• What you will do: All of the records listed below should be retyped exactly.

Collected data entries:
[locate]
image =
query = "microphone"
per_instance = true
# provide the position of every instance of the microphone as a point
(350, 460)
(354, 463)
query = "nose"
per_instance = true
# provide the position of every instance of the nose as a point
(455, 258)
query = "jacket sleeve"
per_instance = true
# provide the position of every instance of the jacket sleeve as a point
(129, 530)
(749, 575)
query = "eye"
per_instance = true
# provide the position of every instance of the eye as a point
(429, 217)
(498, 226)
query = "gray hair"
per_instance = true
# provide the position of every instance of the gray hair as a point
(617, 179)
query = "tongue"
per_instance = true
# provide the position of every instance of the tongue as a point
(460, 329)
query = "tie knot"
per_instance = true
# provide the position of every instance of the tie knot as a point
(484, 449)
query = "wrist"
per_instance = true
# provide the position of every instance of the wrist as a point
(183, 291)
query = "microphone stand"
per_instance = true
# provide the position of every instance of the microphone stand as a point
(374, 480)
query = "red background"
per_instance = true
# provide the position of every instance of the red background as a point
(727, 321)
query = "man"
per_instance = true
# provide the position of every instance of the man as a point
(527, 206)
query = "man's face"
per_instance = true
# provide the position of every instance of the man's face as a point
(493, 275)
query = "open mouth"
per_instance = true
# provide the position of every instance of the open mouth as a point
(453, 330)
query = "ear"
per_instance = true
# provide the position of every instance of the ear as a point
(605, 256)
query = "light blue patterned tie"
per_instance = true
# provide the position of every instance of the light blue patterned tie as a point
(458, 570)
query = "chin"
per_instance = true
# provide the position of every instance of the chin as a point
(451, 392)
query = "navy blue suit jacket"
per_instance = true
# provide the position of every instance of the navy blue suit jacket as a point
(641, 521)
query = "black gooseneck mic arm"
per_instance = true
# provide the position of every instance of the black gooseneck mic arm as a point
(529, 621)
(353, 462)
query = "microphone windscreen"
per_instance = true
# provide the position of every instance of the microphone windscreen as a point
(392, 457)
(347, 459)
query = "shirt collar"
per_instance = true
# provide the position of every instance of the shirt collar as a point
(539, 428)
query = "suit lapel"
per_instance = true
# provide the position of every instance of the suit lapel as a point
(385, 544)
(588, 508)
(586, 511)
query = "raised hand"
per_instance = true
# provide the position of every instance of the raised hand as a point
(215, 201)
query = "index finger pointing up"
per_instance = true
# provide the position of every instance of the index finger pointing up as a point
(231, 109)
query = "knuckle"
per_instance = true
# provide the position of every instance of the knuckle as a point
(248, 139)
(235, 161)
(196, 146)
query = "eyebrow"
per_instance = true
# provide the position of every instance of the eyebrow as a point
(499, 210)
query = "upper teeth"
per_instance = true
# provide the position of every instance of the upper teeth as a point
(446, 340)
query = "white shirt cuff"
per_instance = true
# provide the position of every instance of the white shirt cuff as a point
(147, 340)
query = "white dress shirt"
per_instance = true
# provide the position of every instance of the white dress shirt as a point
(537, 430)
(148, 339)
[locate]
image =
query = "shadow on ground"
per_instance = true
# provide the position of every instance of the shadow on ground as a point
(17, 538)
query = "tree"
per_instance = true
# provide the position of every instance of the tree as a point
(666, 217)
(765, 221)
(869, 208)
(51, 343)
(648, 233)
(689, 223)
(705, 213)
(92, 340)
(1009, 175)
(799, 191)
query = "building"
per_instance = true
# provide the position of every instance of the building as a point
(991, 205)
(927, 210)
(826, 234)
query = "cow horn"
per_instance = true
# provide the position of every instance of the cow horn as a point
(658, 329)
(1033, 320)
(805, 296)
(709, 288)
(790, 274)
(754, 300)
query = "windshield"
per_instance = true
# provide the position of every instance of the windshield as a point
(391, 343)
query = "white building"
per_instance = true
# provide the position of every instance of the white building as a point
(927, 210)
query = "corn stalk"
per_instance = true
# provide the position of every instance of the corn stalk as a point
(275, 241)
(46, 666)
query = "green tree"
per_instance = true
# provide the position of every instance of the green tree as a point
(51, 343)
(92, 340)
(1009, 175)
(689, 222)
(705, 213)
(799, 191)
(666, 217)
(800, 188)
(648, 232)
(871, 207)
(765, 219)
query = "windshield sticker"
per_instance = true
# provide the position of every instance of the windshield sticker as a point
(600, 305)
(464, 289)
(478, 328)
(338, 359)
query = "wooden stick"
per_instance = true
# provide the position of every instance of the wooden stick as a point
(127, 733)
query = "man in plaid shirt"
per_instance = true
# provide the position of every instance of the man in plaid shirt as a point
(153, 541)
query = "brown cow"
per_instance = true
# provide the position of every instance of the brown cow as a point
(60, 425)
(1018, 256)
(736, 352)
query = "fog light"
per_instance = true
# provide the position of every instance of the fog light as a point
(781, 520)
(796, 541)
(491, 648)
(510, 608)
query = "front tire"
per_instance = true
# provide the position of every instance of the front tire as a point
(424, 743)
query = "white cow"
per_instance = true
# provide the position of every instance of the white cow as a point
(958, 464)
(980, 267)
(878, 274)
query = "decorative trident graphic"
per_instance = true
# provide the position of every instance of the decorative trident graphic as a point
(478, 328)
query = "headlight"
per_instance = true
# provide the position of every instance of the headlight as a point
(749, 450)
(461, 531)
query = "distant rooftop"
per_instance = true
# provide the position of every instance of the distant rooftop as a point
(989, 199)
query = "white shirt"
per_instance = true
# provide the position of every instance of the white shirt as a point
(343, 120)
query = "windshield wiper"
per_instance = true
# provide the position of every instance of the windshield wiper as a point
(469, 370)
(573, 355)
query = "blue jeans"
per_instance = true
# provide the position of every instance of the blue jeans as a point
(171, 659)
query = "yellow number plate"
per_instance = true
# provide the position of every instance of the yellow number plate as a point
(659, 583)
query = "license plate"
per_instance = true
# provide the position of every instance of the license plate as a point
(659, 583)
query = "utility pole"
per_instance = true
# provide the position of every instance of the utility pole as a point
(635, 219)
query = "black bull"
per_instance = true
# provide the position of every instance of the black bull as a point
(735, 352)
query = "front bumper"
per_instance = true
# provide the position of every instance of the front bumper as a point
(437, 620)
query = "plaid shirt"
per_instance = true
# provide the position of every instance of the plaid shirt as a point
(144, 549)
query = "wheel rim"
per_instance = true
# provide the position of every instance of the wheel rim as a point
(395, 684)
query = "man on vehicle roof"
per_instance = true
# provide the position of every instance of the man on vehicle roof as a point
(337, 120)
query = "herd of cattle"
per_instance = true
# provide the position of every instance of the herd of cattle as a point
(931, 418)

• Answer to the problem:
[locate]
image =
query = "microphone"
per_instance = true
# provide the position of every instance of the microphone as a point
(350, 460)
(354, 463)
query = "nose"
per_instance = true
# provide the position of every instance of the nose as a point
(455, 258)
query = "jacket sleeve"
per_instance = true
# provide the position of every instance of the jacket sleeve as a point
(129, 530)
(749, 575)
query = "eye"
per_instance = true
# provide the position of every instance of the eye as a point
(429, 217)
(498, 226)
query = "gray hair"
per_instance = true
# provide the position of every instance of the gray hair as a point
(617, 179)
query = "tongue"
per_instance = true
# provide the position of every instance of the tongue as a point
(460, 329)
query = "tie knot"
per_instance = true
# provide the position of every instance of the tie knot as a point
(484, 449)
query = "wrist"
per_instance = true
# provide the position of every instance of the wrist as a point
(183, 291)
query = "microphone stand"
per_instance = true
# provide the position of every instance of the microphone stand as a point
(374, 480)
query = "red background"
per_instance = true
# provide the position of every instance of the red background as a point
(727, 321)
query = "man"
per_instance = true
# provide the position of every instance of the man as a point
(527, 206)
query = "man's face"
per_instance = true
# provide the position of every instance of the man's face as a point
(493, 275)
query = "open mouth"
per_instance = true
# provide the position of every instance of the open mouth as a point
(453, 330)
query = "ear"
per_instance = true
# provide the position of every instance of the ear as a point
(605, 256)
query = "light blue patterned tie"
per_instance = true
# provide the position of every instance of the light blue patterned tie as a point
(458, 570)
query = "chin"
per_instance = true
# provide the position of every instance of the chin as a point
(451, 392)
query = "navy blue suit jacket"
per_instance = true
# provide the position of every instance of the navy blue suit jacket as a point
(641, 521)
query = "black gooseneck mic arm"
per_instance = true
# provide the position of every instance of the black gooseneck mic arm as a point
(529, 621)
(353, 462)
query = "microphone windscreen"
per_instance = true
# provide the position of every instance of the microphone windscreen as a point
(392, 457)
(347, 459)
query = "shirt collar"
per_instance = true
# provide the position of every instance of the shirt collar as a point
(539, 428)
query = "suit lapel"
per_instance = true
# provide the position of every instance of the suit lapel as a point
(385, 544)
(588, 508)
(586, 511)
query = "raised hand"
per_instance = true
# provide the position of every instance of the raised hand as a point
(215, 201)
query = "index finger pointing up"
per_instance = true
# provide the position of every instance of the index finger pointing up as a point
(231, 109)
query = "knuckle"
per_instance = true
# provide the position of every instance of the knuckle as a point
(248, 139)
(235, 161)
(196, 146)
query = "eyebrow"
per_instance = true
# provide the position of every instance of the eyebrow as a point
(499, 210)
query = "upper teeth"
per_instance = true
# provide the position of every instance of the upper teeth as a point
(446, 340)
query = "white shirt cuff"
per_instance = true
# provide the position of every instance of the white shirt cuff as a point
(147, 340)
query = "white dress shirt"
per_instance = true
# provide the position of every instance of the white dress shirt as a point
(537, 430)
(148, 339)
[locate]
image =
query = "shadow on ground"
per_instance = true
# provide the position of every instance of the shadow on ground as a point
(17, 538)
query = "tree"
per_instance = true
# provide the position of every instance of the tree as a point
(666, 217)
(765, 221)
(869, 208)
(51, 343)
(648, 233)
(689, 223)
(705, 213)
(92, 340)
(1009, 175)
(799, 191)
query = "building"
per_instance = true
# provide the position of every instance of the building as a point
(991, 205)
(927, 210)
(826, 234)
query = "cow horn"
per_instance = true
# provide the position of every instance of the cow horn as a point
(658, 329)
(1033, 320)
(805, 296)
(709, 288)
(790, 274)
(754, 300)
query = "windshield"
per_instance = true
# provide the position of every instance of the windshield as a point
(391, 343)
query = "white building"
per_instance = true
# provide the position of every instance of the white building as a point
(927, 210)
query = "corn stalk"
per_instance = true
# provide the position of every instance of the corn stalk as a point
(275, 241)
(46, 666)
query = "green tree"
per_instance = true
# provide the position of every instance of the green tree as a point
(51, 343)
(92, 340)
(1009, 175)
(689, 222)
(705, 213)
(799, 191)
(666, 217)
(800, 188)
(648, 232)
(871, 207)
(765, 219)
query = "windshield sticker"
per_instance = true
# provide the position of every instance of the windshield sticker as a point
(600, 305)
(464, 289)
(478, 328)
(338, 359)
query = "wooden stick"
per_instance = true
# provide the position of every instance of the wooden stick as a point
(127, 733)
query = "man in plaid shirt"
per_instance = true
# provide the position of every instance of the man in plaid shirt as a point
(153, 541)
query = "brown cow"
per_instance = true
# provide the position of every instance of the brown cow as a point
(60, 425)
(1018, 256)
(736, 352)
query = "fog light"
per_instance = true
# provide the position of every instance of the fog light as a point
(781, 520)
(796, 541)
(491, 648)
(510, 608)
query = "front tire"
per_instance = true
# provide the position of every instance of the front tire as a point
(424, 743)
query = "white cow"
per_instance = true
# provide the position of every instance of the white cow as a point
(958, 464)
(980, 267)
(878, 274)
query = "decorative trident graphic"
per_instance = true
# provide the position of every instance of the decorative trident graphic as a point
(478, 328)
query = "headlight"
per_instance = true
# provide the position of every instance of the headlight as a point
(749, 450)
(461, 531)
query = "distant rooftop"
per_instance = true
# provide the position of every instance of the distant rooftop as a point
(989, 199)
query = "white shirt"
per_instance = true
# provide the position of every instance of the white shirt as a point
(343, 120)
query = "windshield wiper"
per_instance = true
# provide the position of every instance of the windshield wiper as a point
(469, 370)
(573, 355)
query = "blue jeans"
per_instance = true
# provide the position of every instance of the blue jeans as a point
(171, 659)
query = "yellow number plate"
per_instance = true
# provide the position of every instance of the yellow number plate as a point
(659, 583)
query = "license plate"
per_instance = true
# provide the position of every instance of the license plate as a point
(659, 583)
query = "utility pole"
per_instance = true
# provide the position of every instance of the utility pole as a point
(635, 219)
query = "black bull"
per_instance = true
# provide the position of every instance of the black bull as a point
(735, 352)
query = "front bumper"
per_instance = true
# provide the position of every instance of the front bumper as a point
(437, 620)
query = "plaid shirt"
per_instance = true
# provide the position of every instance of the plaid shirt as a point
(144, 549)
query = "wheel rim"
per_instance = true
# provide the position of every instance of the wheel rim as a point
(395, 684)
query = "man on vehicle roof"
per_instance = true
# provide the position of every instance of the man on vehicle roof as a point
(337, 120)
query = "herd of cattle"
per_instance = true
# provide the position of every instance of the herd of cattle as a point
(931, 418)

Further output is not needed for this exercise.